§ Aim of the exercise: Among the lines below, keep only those from the one containing "Reviewer note: every instance of the unopened" through the one containing "pixel 153 288", and reproduce them exactly.

§ Exercise materials:
::::::::
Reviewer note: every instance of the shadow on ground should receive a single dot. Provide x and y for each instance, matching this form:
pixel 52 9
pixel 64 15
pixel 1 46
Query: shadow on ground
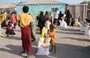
pixel 79 39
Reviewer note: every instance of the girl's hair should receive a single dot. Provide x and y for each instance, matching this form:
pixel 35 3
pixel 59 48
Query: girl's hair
pixel 25 9
pixel 51 27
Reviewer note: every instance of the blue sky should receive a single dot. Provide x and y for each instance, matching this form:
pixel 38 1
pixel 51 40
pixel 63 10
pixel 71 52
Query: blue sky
pixel 64 1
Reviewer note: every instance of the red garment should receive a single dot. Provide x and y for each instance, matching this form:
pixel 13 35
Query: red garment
pixel 13 18
pixel 26 39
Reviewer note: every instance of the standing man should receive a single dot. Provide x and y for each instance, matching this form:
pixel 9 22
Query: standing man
pixel 24 22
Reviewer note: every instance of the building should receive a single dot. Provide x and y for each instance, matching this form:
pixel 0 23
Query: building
pixel 10 7
pixel 42 5
pixel 78 11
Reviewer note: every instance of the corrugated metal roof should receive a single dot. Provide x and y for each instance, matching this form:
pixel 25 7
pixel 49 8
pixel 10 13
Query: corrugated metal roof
pixel 43 2
pixel 3 6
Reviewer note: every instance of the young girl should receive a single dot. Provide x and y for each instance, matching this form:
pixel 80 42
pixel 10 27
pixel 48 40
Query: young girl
pixel 9 29
pixel 53 38
pixel 44 42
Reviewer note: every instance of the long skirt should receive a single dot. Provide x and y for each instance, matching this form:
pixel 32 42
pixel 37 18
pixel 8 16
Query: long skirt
pixel 26 39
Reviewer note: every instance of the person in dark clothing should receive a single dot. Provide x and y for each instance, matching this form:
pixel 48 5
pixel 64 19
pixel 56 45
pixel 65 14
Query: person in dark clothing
pixel 41 21
pixel 68 16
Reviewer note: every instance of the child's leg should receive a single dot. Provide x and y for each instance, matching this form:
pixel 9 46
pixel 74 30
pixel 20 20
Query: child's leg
pixel 54 46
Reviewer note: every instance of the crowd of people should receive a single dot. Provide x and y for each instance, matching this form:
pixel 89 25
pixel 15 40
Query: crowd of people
pixel 47 23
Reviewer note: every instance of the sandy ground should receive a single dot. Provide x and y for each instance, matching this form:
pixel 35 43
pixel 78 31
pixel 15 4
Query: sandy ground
pixel 70 43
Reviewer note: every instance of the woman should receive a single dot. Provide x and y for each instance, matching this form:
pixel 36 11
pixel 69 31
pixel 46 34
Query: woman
pixel 13 18
pixel 2 18
pixel 24 22
pixel 43 44
pixel 41 21
pixel 53 38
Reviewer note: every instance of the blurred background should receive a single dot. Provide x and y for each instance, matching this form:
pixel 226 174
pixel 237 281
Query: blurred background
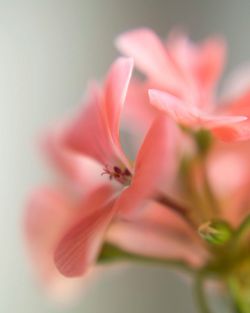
pixel 48 50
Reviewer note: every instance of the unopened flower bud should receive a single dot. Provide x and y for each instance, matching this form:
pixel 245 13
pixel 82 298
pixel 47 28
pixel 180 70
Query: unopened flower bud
pixel 215 232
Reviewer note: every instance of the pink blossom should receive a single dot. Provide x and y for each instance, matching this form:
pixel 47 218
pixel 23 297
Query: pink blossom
pixel 185 76
pixel 66 225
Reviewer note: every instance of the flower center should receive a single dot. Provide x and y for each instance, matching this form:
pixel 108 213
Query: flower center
pixel 123 176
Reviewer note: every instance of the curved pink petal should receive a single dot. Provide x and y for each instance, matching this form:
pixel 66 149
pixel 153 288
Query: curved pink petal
pixel 189 116
pixel 158 232
pixel 95 130
pixel 115 93
pixel 150 55
pixel 80 244
pixel 138 113
pixel 237 132
pixel 81 171
pixel 154 165
pixel 210 58
pixel 46 216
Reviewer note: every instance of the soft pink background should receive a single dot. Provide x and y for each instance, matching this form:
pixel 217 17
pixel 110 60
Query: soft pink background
pixel 48 49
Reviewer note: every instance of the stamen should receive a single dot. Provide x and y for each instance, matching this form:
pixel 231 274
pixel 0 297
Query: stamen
pixel 120 175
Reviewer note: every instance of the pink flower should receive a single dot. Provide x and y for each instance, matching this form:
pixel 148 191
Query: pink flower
pixel 66 225
pixel 184 77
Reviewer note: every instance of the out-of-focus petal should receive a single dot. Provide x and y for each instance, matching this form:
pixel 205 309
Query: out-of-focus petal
pixel 234 132
pixel 190 116
pixel 210 59
pixel 154 164
pixel 138 113
pixel 150 55
pixel 236 84
pixel 115 92
pixel 80 243
pixel 82 172
pixel 46 216
pixel 95 131
pixel 158 232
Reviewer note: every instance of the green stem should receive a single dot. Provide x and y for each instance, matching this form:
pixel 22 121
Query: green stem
pixel 199 289
pixel 111 253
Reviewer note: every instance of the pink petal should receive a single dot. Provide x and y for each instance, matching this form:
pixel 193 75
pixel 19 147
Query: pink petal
pixel 94 132
pixel 81 171
pixel 116 88
pixel 149 54
pixel 47 213
pixel 160 233
pixel 154 165
pixel 80 244
pixel 138 113
pixel 237 132
pixel 210 60
pixel 188 115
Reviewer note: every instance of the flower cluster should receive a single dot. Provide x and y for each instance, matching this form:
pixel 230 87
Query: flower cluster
pixel 180 192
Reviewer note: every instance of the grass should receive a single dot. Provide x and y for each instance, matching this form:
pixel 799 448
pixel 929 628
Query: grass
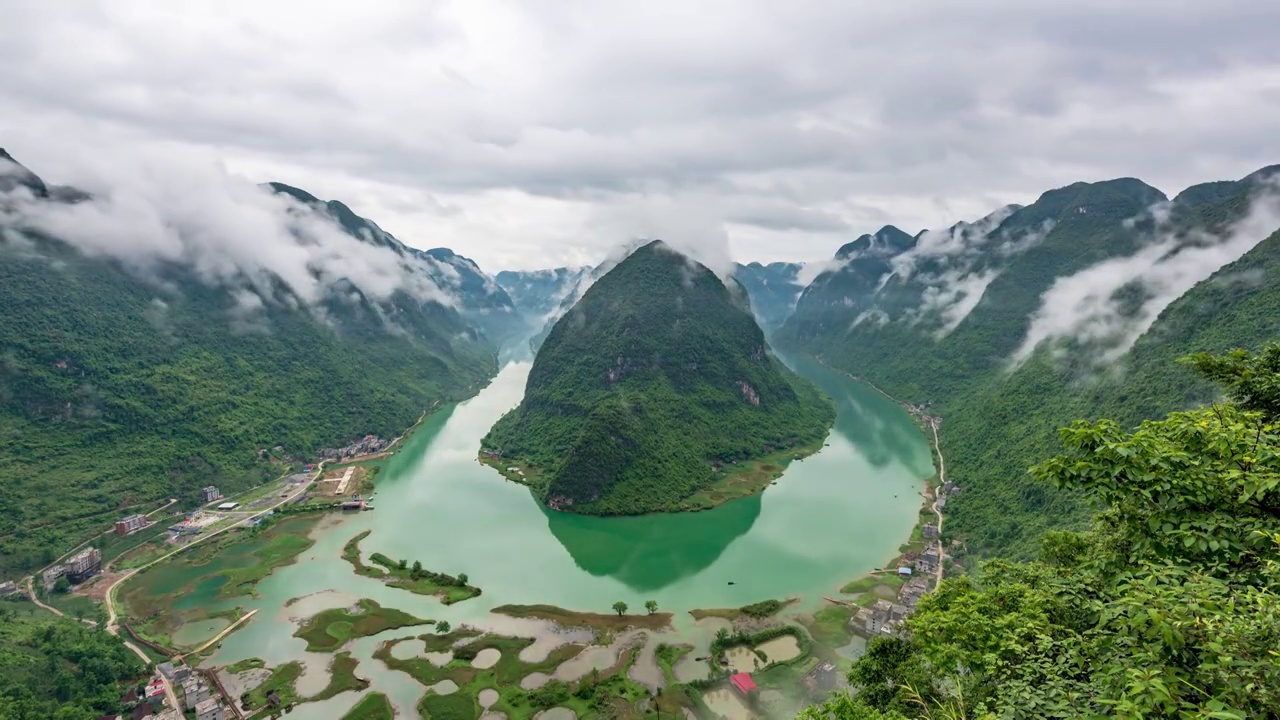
pixel 593 620
pixel 455 706
pixel 830 625
pixel 763 609
pixel 883 586
pixel 373 706
pixel 423 582
pixel 342 678
pixel 330 629
pixel 283 680
pixel 247 664
pixel 607 693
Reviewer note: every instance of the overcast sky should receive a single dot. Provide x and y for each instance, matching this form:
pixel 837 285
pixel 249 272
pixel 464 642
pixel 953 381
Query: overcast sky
pixel 543 132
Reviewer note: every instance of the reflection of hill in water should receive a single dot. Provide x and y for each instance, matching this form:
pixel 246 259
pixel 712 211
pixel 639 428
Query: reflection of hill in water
pixel 880 429
pixel 649 552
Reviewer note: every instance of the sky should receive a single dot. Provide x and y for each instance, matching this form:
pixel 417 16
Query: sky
pixel 540 133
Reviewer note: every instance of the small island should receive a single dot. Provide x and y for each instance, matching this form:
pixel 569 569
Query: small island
pixel 657 392
pixel 410 577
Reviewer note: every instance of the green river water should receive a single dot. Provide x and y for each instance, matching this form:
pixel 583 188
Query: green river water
pixel 830 518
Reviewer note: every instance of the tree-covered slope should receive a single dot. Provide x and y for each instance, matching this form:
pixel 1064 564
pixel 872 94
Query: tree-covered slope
pixel 999 415
pixel 540 292
pixel 772 288
pixel 120 388
pixel 1165 607
pixel 653 378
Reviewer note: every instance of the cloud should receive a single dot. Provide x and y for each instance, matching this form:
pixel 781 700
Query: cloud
pixel 526 121
pixel 149 210
pixel 1110 305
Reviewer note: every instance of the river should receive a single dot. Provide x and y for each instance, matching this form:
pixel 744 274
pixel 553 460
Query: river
pixel 830 518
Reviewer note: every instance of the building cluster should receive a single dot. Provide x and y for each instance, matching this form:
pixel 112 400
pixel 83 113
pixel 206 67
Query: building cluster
pixel 77 568
pixel 822 679
pixel 131 524
pixel 366 445
pixel 886 616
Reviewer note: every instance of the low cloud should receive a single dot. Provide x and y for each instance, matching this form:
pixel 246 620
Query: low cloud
pixel 1110 305
pixel 147 212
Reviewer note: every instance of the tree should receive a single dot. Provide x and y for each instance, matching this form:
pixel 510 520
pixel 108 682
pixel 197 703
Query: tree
pixel 1165 607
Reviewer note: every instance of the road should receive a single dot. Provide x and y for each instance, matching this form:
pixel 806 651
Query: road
pixel 937 496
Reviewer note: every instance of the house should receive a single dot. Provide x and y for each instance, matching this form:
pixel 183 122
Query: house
pixel 129 525
pixel 83 564
pixel 743 683
pixel 50 577
pixel 211 709
pixel 193 692
pixel 822 678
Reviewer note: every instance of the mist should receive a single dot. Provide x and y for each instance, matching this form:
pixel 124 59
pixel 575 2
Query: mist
pixel 150 210
pixel 1089 309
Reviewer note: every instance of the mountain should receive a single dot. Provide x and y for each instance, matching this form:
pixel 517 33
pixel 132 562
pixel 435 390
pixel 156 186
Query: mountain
pixel 773 290
pixel 1077 305
pixel 120 387
pixel 481 300
pixel 657 377
pixel 540 292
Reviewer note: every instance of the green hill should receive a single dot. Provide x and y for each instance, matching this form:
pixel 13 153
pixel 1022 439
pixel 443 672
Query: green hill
pixel 1000 420
pixel 653 379
pixel 120 390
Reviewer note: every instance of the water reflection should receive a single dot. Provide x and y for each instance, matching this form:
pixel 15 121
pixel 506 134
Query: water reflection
pixel 653 551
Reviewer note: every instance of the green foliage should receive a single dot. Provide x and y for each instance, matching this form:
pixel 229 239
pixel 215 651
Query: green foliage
pixel 60 669
pixel 1166 607
pixel 654 378
pixel 118 391
pixel 373 706
pixel 1000 420
pixel 330 629
pixel 762 609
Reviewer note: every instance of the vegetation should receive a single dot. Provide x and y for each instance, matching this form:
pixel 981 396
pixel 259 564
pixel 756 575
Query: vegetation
pixel 597 621
pixel 656 379
pixel 119 390
pixel 330 629
pixel 401 574
pixel 1166 606
pixel 1000 420
pixel 59 669
pixel 373 706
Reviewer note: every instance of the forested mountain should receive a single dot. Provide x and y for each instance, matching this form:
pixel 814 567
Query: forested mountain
pixel 1072 306
pixel 773 290
pixel 122 386
pixel 653 378
pixel 540 292
pixel 1165 607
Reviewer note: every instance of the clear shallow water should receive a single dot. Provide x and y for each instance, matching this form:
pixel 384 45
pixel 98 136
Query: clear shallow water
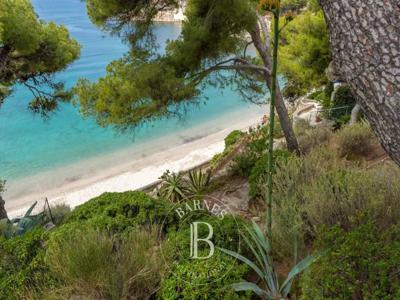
pixel 30 145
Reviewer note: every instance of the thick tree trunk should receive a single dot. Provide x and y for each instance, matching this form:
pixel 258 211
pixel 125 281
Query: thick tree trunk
pixel 3 212
pixel 365 43
pixel 354 114
pixel 286 123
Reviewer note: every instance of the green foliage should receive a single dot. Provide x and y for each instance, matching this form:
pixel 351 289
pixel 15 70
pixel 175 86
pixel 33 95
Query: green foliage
pixel 259 172
pixel 31 51
pixel 173 187
pixel 96 265
pixel 320 189
pixel 304 54
pixel 22 265
pixel 59 213
pixel 198 182
pixel 263 266
pixel 233 137
pixel 242 164
pixel 142 86
pixel 357 140
pixel 254 150
pixel 293 5
pixel 226 234
pixel 313 137
pixel 342 103
pixel 118 212
pixel 201 279
pixel 27 223
pixel 291 228
pixel 360 264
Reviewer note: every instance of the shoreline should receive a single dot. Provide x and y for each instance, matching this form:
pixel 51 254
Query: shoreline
pixel 127 174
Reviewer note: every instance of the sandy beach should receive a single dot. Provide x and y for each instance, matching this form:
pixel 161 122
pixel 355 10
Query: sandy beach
pixel 128 169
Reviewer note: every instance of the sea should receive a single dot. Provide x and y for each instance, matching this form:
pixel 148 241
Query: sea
pixel 31 145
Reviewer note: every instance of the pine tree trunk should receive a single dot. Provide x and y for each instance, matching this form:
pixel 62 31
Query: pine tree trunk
pixel 284 119
pixel 3 212
pixel 365 43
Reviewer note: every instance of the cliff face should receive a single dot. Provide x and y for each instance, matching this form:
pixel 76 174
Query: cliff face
pixel 173 15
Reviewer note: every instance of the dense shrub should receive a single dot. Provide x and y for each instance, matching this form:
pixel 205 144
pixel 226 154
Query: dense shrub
pixel 356 141
pixel 22 266
pixel 233 137
pixel 290 181
pixel 242 164
pixel 118 211
pixel 301 126
pixel 360 264
pixel 97 265
pixel 226 234
pixel 259 172
pixel 319 189
pixel 313 138
pixel 343 98
pixel 203 279
pixel 59 212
::::::::
§ Completed task:
Reviewer note: every instance of the unopened flower bud should receive a single dot. Provide x and y for each instance, matching this form:
pixel 245 13
pixel 82 298
pixel 47 28
pixel 180 70
Query: unopened flower bud
pixel 215 232
Reviewer note: every instance of the pink blossom should receive a single dot. Provide x and y for each instance, matching this form:
pixel 47 218
pixel 23 297
Query: pink blossom
pixel 185 76
pixel 66 225
Reviewer note: every instance of the flower center should receive a single dot. Provide x and y for each instance, matching this form:
pixel 108 213
Query: flower center
pixel 123 176
Reviewer note: every instance of the curved pink petal should receive a single dot. Provide x and y for each instance, matching this form:
pixel 66 149
pixel 153 288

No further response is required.